*** Opening GIVEN RECORDS ***

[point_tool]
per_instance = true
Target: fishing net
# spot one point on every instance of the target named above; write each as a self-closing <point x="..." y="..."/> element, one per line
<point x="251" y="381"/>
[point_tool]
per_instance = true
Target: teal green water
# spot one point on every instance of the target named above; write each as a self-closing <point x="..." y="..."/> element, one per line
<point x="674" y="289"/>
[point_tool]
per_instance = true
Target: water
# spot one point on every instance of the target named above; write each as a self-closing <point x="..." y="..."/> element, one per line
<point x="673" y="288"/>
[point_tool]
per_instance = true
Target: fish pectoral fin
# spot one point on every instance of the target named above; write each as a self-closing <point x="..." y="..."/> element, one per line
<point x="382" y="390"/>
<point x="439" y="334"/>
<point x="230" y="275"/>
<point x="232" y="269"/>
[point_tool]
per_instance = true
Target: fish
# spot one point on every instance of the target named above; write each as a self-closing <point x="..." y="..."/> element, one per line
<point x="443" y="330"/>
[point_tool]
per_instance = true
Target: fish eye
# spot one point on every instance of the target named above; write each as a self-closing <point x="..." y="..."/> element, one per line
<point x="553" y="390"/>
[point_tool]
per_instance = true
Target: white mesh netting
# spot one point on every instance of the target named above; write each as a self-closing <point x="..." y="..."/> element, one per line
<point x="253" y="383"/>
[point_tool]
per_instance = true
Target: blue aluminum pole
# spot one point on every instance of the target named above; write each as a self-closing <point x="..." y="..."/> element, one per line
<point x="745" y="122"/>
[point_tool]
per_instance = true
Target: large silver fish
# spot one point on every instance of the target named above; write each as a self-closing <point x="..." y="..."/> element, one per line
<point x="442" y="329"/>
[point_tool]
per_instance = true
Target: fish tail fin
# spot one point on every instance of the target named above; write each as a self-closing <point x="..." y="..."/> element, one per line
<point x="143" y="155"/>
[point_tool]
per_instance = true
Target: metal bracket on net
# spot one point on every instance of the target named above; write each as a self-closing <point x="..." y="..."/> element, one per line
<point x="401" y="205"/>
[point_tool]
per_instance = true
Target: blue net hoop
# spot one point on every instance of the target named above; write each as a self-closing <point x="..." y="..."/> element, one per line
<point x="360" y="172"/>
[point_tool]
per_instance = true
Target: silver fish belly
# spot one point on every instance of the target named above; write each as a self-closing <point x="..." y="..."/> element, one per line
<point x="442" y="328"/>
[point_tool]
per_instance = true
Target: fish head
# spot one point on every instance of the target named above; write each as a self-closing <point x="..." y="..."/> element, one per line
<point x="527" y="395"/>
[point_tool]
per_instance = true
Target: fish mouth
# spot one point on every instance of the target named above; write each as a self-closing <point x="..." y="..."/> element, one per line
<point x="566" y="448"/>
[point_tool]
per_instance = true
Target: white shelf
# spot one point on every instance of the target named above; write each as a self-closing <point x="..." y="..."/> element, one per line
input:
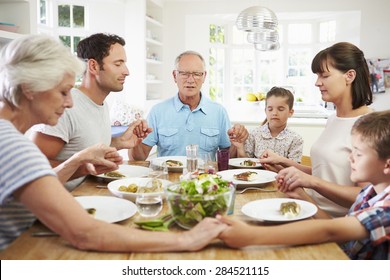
<point x="153" y="82"/>
<point x="153" y="21"/>
<point x="6" y="36"/>
<point x="153" y="61"/>
<point x="154" y="48"/>
<point x="153" y="42"/>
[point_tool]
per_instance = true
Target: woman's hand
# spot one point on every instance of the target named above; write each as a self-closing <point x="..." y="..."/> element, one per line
<point x="290" y="178"/>
<point x="133" y="136"/>
<point x="237" y="233"/>
<point x="202" y="234"/>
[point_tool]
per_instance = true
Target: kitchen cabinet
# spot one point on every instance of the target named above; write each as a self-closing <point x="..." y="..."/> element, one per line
<point x="154" y="49"/>
<point x="22" y="13"/>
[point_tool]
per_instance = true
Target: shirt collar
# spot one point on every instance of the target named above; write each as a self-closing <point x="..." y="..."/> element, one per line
<point x="266" y="133"/>
<point x="202" y="106"/>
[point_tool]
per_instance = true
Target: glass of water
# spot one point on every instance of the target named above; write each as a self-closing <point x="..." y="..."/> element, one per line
<point x="149" y="205"/>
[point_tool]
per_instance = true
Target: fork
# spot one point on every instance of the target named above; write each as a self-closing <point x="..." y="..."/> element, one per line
<point x="254" y="188"/>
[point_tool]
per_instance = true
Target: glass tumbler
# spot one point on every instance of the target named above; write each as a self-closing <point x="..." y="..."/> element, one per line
<point x="192" y="157"/>
<point x="149" y="205"/>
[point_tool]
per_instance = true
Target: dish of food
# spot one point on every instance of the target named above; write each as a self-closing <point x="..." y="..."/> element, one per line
<point x="245" y="163"/>
<point x="246" y="176"/>
<point x="174" y="163"/>
<point x="290" y="209"/>
<point x="269" y="210"/>
<point x="126" y="171"/>
<point x="131" y="188"/>
<point x="256" y="177"/>
<point x="107" y="208"/>
<point x="191" y="201"/>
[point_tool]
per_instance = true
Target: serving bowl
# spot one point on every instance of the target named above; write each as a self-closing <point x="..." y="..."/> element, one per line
<point x="139" y="182"/>
<point x="192" y="200"/>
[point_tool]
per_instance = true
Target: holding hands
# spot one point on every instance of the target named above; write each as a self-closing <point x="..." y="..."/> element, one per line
<point x="238" y="133"/>
<point x="135" y="133"/>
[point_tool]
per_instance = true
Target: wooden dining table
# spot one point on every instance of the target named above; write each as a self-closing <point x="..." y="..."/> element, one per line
<point x="28" y="246"/>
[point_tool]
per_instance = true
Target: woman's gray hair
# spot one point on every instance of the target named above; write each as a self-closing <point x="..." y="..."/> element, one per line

*** Closing GIVEN RECORDS ***

▸ **ABOUT THIS EXERCISE**
Pictures included in the data should be dropped; everything else must be repeated exactly.

▸ **FINISHED EXERCISE**
[point_tool]
per_instance = true
Target: fishing net
# spot one point on every instance of the target named above; write each as a self-closing <point x="..." y="..."/> element, one per line
<point x="251" y="381"/>
[point_tool]
per_instance = true
Target: teal green water
# spot one point on every instance of the target named above; write each as a self-closing <point x="..." y="..."/> element, one per line
<point x="674" y="289"/>
[point_tool]
per_instance = true
Target: water
# spot one point on every instance of the target named above; write each as a self-closing <point x="..." y="..."/> element, one per line
<point x="673" y="288"/>
[point_tool]
per_instance = true
Target: fish pectoral fin
# spot one point on every instance of the target named above; write each as a self-closing <point x="..." y="..."/> element, one per line
<point x="382" y="390"/>
<point x="439" y="334"/>
<point x="230" y="275"/>
<point x="232" y="269"/>
[point_tool]
per_instance = true
Target: fish
# spot one point on every instance of the target named above; write each as a self-closing <point x="..." y="..."/> element, one per line
<point x="443" y="330"/>
[point_tool]
per_instance = true
Target: fish eye
# spot one point on every instance of the target named above; write each as a self-closing <point x="..." y="..."/> element, one per line
<point x="553" y="390"/>
[point_tool]
per_instance = true
Target: white mesh netting
# spot one point on every instance of the target named above; write each as a self-closing <point x="..." y="..."/> element, one per line
<point x="253" y="383"/>
[point_tool]
per_instance = true
Target: blue aluminum pole
# spot one point on every instance of the target named above; write each as a self-closing <point x="..." y="..."/> element, one per line
<point x="745" y="122"/>
[point_tool]
per_instance = true
Target: large silver fish
# spot one point on every instance of the target named above; write each as a self-closing <point x="..." y="..."/> element, one per line
<point x="442" y="329"/>
[point_tool]
per_instance = true
Target: fish tail fin
# spot one point on every instance of the target named above; write each as a self-closing <point x="..." y="..."/> element, one per line
<point x="143" y="155"/>
[point_tool]
per_instance = true
Target: metal bracket on net
# spot one point on every instance of the target named above; write each as a self-closing <point x="..." y="..."/> element, one per line
<point x="401" y="205"/>
[point_tool]
per_instance = true
Target: blue net hoop
# spot one point on every instance of the target named above; write each as a self-closing <point x="..." y="..."/> element, one per line
<point x="360" y="172"/>
[point_tool]
per_instance = true
Target: silver fish belly
# spot one point on every instance of the target named above; write each as a self-closing <point x="..." y="..."/> element, one per line
<point x="442" y="328"/>
[point_tool]
per_instance = true
Target: fish head
# spot one point on every instance of the target named above; write each as a self-closing <point x="..." y="..."/> element, one per line
<point x="527" y="395"/>
[point_tool]
per_instance = true
Target: fish mouth
# spot one point on every instance of the target named above; write each as a self-closing <point x="..." y="..."/> element, one per line
<point x="566" y="448"/>
[point_tool]
per_instance = true
Target: white shelf
# spot one point on every instance of the target named above; write each as a self-closing <point x="..." y="..."/> element, one per line
input:
<point x="153" y="82"/>
<point x="153" y="21"/>
<point x="6" y="36"/>
<point x="153" y="61"/>
<point x="154" y="48"/>
<point x="153" y="42"/>
[point_tool]
per_instance = true
Target: woman's hand
# spot one point on every instance of the target named above; write each as a self-closing <point x="..." y="..."/> element, one per line
<point x="290" y="178"/>
<point x="133" y="136"/>
<point x="237" y="233"/>
<point x="202" y="234"/>
[point_tool]
per_instance = true
Target: kitchen cabinet
# spot one point on every instance of the target named above; write each as a self-closing <point x="..." y="..."/> element, one per line
<point x="154" y="49"/>
<point x="22" y="13"/>
[point_tool]
per_instance = true
Target: shirt collar
# spot one point on every instance of the target named above; write each as a self-closing <point x="..." y="..."/> element, one per line
<point x="266" y="133"/>
<point x="202" y="106"/>
[point_tool]
per_instance = true
Target: glass of water
# spot one point on every instance of the target named above; write each as a self-closing <point x="..." y="..."/> element, one per line
<point x="149" y="205"/>
[point_tool]
per_instance = true
Target: fork
# spot one point on every instance of the target named above; write each as a self-closing <point x="..." y="..."/> element, one per line
<point x="254" y="188"/>
[point_tool]
per_instance = true
Target: glass tumbler
# spot one point on every instance of the target named above; write each as a self-closing <point x="..." y="..."/> element, one per line
<point x="192" y="157"/>
<point x="149" y="205"/>
[point_tool]
per_instance = true
Target: dish of food
# spot one point on every instance of the target named above; write each as a self-closing <point x="..." y="..."/> element, one per line
<point x="245" y="163"/>
<point x="246" y="176"/>
<point x="174" y="163"/>
<point x="290" y="209"/>
<point x="269" y="210"/>
<point x="126" y="171"/>
<point x="131" y="188"/>
<point x="256" y="177"/>
<point x="107" y="208"/>
<point x="191" y="201"/>
[point_tool]
per_instance = true
Target: serving bowl
# spot one point on every instance of the target named above; write each as a self-closing <point x="..." y="..."/> element, one per line
<point x="139" y="182"/>
<point x="192" y="200"/>
[point_tool]
per_instance = true
Target: holding hands
# spot one point on every instance of the target named above; write each as a self-closing <point x="..." y="..."/> element, one per line
<point x="238" y="133"/>
<point x="135" y="133"/>
[point_tool]
per_instance = true
Target: wooden dining table
# spot one point on every instance of the target named above; write each as a self-closing <point x="..." y="..."/> element, one per line
<point x="28" y="246"/>
[point_tool]
per_instance = true
Target: woman's gray hair
# spot one point on every instance of the target named above; write each as a self-closing <point x="..." y="..."/> element, one per line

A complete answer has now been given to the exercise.